● **The task**
Exactly the lines from the top of the records below through the one containing "If you could drop a marker on the jeep front" must be set down, with no line added or dropped.

(Collection entries)

>>>>

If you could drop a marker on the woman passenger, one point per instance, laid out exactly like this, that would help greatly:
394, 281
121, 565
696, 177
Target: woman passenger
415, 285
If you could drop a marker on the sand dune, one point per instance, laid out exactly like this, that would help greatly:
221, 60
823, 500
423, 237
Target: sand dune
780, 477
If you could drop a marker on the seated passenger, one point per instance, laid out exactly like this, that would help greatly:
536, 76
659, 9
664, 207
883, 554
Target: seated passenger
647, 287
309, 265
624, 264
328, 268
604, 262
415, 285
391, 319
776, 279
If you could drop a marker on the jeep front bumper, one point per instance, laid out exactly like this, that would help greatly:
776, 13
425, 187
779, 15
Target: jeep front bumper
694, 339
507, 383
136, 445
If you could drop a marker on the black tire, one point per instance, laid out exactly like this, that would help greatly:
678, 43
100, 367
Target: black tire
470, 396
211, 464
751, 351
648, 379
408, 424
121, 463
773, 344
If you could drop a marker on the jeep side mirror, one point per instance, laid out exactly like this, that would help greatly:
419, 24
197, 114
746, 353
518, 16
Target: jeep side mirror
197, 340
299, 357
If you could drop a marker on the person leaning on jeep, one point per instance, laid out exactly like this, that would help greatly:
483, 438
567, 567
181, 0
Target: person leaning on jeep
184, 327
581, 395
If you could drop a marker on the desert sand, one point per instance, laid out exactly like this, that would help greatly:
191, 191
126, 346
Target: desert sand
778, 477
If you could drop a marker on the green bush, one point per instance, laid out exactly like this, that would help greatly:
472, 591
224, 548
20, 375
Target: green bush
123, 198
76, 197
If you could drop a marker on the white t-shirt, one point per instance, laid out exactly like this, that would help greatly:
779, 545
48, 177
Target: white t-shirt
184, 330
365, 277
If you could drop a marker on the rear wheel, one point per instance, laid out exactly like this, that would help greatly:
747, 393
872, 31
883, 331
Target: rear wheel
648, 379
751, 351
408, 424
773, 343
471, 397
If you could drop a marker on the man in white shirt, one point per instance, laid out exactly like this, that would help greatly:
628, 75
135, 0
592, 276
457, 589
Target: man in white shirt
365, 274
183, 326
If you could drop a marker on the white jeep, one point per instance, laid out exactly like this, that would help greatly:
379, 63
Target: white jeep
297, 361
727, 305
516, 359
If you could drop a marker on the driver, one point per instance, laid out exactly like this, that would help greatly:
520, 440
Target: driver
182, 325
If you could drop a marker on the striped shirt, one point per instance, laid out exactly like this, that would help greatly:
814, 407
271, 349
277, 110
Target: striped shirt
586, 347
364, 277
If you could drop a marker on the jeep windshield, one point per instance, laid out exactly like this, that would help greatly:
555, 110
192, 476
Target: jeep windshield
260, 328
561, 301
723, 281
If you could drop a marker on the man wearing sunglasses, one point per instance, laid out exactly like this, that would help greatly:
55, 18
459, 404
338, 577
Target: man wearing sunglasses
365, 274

<<<<

● **Reply to the task**
If you could drop a marker on the woman passenger, one point per instance, laid out exactly like this, that would help greatly:
394, 281
121, 565
696, 177
Target: woman passenger
415, 285
If you could drop a marker on the sand dune, one point per instance, laid out exactly like this, that would help greatly:
221, 60
823, 500
423, 237
Target: sand dune
780, 477
If you could drop a marker on the seated passenger, one point per instance, laid out exactly like this, that would help greatly:
536, 76
659, 9
664, 207
883, 554
Target: seated passenger
647, 287
309, 265
624, 264
328, 268
604, 262
415, 285
391, 319
776, 279
If you could drop a marker on the jeep front bumper, one point per instance, laid out exactly like this, that would help greatly:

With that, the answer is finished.